## BEGIN Dataset excerpts

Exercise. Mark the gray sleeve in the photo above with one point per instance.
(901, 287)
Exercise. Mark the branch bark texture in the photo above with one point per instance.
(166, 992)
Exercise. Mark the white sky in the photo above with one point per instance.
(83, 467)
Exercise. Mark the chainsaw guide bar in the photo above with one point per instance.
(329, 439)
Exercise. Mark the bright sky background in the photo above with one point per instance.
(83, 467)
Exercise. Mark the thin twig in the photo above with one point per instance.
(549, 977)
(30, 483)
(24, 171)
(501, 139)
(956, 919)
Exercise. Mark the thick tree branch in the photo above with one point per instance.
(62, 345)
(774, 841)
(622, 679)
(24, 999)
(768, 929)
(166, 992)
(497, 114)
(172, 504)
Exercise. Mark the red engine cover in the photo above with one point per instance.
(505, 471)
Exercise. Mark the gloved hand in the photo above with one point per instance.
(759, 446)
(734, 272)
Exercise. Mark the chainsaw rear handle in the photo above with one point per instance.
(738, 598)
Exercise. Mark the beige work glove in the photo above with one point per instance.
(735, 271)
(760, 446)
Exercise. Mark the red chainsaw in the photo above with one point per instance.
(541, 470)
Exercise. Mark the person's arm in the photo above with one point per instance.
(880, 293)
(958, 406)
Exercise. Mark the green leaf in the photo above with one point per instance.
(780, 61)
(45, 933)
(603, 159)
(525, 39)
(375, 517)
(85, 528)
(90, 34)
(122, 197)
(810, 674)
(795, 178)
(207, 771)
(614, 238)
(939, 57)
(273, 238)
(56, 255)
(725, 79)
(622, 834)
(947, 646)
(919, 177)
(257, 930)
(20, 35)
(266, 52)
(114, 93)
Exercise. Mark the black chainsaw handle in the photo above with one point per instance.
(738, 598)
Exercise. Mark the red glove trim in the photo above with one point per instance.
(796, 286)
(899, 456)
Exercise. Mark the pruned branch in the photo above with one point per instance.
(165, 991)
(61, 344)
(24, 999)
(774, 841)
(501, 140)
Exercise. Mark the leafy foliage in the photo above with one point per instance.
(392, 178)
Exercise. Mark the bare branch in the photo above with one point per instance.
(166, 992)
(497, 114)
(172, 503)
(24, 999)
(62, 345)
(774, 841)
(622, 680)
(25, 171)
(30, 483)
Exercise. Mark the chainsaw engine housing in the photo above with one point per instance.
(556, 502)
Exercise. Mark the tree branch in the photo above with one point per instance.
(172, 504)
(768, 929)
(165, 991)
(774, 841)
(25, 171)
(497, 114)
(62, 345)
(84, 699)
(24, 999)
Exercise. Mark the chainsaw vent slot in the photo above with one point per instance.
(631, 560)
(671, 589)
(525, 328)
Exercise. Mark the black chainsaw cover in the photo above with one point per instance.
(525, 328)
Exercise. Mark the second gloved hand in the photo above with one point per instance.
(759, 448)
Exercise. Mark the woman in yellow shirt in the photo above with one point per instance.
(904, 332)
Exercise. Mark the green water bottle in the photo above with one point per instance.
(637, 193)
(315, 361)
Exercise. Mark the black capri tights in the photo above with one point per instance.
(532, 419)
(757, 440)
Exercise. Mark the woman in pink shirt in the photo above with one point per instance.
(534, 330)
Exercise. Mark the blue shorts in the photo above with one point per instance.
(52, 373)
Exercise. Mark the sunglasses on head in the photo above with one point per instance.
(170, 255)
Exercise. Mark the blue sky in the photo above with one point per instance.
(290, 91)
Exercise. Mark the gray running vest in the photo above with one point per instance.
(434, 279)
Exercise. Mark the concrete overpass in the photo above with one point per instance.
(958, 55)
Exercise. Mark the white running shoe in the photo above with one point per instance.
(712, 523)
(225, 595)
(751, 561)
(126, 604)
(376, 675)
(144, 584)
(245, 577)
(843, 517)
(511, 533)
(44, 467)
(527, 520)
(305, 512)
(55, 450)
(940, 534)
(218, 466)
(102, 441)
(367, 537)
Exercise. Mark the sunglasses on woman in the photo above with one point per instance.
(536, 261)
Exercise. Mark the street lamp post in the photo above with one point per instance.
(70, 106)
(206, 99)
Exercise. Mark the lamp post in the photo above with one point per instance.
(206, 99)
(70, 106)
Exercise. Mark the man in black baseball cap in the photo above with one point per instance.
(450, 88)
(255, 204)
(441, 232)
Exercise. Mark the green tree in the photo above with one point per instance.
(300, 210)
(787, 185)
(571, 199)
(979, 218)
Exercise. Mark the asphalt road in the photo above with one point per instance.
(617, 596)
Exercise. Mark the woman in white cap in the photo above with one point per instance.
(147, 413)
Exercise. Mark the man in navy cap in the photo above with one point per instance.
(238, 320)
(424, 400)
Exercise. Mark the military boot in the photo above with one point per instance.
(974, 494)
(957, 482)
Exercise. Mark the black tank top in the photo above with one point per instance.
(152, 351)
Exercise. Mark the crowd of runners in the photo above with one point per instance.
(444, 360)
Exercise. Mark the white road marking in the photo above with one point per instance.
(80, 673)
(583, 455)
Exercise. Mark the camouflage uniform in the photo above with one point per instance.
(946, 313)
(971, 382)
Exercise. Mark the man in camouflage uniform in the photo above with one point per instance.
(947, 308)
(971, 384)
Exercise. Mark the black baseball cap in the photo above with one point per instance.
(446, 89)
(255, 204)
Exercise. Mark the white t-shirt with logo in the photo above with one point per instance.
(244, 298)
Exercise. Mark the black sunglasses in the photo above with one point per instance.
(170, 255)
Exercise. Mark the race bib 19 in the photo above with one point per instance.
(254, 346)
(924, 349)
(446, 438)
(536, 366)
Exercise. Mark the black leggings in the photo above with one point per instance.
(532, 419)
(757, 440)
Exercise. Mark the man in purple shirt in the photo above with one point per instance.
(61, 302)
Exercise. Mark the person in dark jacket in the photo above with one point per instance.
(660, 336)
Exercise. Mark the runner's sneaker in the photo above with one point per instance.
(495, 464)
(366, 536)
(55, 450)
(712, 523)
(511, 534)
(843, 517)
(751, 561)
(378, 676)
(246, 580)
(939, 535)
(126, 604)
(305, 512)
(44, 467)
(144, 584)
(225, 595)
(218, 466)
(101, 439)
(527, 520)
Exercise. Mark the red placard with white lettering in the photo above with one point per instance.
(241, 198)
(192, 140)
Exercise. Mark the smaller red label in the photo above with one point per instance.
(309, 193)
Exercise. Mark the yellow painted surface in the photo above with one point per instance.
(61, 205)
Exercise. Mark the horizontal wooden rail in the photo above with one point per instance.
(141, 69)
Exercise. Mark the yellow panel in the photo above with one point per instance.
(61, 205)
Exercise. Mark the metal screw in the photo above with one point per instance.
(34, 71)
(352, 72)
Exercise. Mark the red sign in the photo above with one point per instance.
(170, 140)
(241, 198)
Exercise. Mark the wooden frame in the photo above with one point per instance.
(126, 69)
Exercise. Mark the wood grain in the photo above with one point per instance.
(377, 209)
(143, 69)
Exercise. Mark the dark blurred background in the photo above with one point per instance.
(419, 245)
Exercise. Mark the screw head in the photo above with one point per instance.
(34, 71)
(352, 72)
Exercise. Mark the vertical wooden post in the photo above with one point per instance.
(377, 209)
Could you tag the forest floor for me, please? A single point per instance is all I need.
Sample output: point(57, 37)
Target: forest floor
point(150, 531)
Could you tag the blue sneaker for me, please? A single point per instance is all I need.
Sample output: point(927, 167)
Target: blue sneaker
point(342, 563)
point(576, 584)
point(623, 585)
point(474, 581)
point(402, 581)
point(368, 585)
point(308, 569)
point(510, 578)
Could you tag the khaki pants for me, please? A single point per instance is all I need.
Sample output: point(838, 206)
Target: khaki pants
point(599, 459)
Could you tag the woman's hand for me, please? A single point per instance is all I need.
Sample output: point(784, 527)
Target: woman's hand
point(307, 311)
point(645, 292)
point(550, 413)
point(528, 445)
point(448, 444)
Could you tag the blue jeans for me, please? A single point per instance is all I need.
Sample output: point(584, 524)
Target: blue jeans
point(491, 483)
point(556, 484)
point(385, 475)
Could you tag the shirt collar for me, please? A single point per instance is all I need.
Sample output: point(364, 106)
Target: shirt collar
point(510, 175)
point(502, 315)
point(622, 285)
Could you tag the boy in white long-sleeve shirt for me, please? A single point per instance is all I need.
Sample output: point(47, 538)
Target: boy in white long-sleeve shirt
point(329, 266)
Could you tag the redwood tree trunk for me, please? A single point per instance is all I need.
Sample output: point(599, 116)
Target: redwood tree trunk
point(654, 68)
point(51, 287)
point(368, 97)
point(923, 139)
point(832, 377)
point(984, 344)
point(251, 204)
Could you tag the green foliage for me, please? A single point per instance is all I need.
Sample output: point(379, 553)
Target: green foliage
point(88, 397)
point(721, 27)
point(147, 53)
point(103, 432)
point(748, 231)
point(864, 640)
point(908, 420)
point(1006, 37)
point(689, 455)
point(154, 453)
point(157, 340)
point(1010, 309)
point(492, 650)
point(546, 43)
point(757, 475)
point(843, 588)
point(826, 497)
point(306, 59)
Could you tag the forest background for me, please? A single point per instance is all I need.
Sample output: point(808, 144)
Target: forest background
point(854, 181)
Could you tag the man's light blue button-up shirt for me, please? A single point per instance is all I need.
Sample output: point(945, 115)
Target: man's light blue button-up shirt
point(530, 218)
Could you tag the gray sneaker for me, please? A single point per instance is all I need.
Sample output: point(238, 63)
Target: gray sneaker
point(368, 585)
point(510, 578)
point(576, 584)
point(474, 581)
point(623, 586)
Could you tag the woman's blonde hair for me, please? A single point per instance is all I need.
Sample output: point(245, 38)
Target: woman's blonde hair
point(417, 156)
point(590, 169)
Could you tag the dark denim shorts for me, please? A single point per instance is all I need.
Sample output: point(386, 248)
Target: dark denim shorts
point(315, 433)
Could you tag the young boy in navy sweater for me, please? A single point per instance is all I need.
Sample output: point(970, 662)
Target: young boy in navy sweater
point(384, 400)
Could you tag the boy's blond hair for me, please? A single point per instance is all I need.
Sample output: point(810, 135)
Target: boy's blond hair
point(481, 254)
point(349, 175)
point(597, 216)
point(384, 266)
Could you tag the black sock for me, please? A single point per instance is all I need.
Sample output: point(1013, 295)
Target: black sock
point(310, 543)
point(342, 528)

## END Dataset excerpts

(Exercise aim):
Reproduce the items above verbatim, from the line with "Could you tag the dark" to the line with "point(315, 433)", both included.

(Final answer):
Could you tag the dark denim shorts for me, please? A single point per instance is all I need.
Sample output: point(386, 248)
Target: dark denim shorts
point(315, 433)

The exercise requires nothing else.